Reproduce the forum thread below word for word, from "I'm not trying" up to and including "honestly respect him?".

--- start EXCERPT ---

How does he feel when you turn your back on him to go be with these other people? Does he feel loved when you eventually come back home from your private dates from which he is excluded?

I'm not trying to attack you, but I am trying to understand how he can accept you having intimate relationships with others while he only is allowed the time with you that you give to him. Put another way, you are is priority awhile he is just one of our options. Do you honestly respect him?
_Posted via Mobile Device_


----------



## Whattodowiththis (Sep 18, 2011)

My husband encourages it. Tells me to do it. I dont insist on it and have offered many times to not do anything with other women. I dont neglect him for others. And hes turned on when I come back. I dont lie...I dont hide anything...If one wants to think I dont respect him because I enjoy something he actually does encourage then so be it. I can definately see how it could be viewed by someone else not a party to our relationship. Its not like Im hooking up with random women every week. Once every month or second month there is one woman I see. Before any of this ever occurred I made it clear there is no chance I would find it acceptable for him to do anything outside of our relationship. I made it clear it wouldnt open the door for possibilty to him. I made it clear if he didnt want me to I wouldnt. I feel this is one topic we have always been able to be very open on. It is ehat it is. I dont need it to be happy. I wouldnt be terribly upset without it. Its fun. Thats all.
_Posted via Mobile Device_


----------



## Whattodowiththis (Sep 18, 2011)

I really did not want to high jack this thread...just wanted to add another perspective...thought ppl were being a lil rough on HelloGoodbye. She was looking input. I just wanted to add mine.
_Posted via Mobile Device_


----------

--- end EXCERPT ---
--- start PROVIDED DATA ---

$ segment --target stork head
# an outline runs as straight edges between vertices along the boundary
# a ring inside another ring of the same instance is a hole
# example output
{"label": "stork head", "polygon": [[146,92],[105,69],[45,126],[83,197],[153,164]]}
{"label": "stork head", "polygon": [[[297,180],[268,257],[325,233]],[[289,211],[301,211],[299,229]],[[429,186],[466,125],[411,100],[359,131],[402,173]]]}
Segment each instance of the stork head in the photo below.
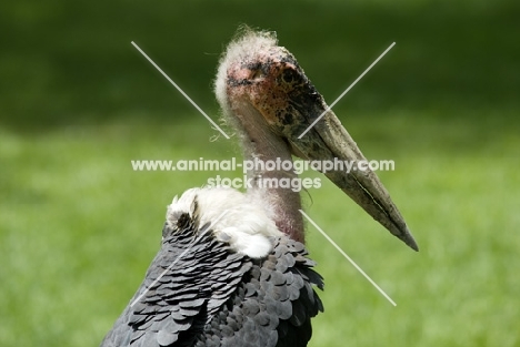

--- end PROVIDED DATA ---

● TASK RESULT:
I'm not trying to attack you, but I am trying to understand how he can accept you having intimate relationships with others while he only is allowed the time with you that you give to him. Put another way, you are is priority awhile he is just one of our options. Do you honestly respect him?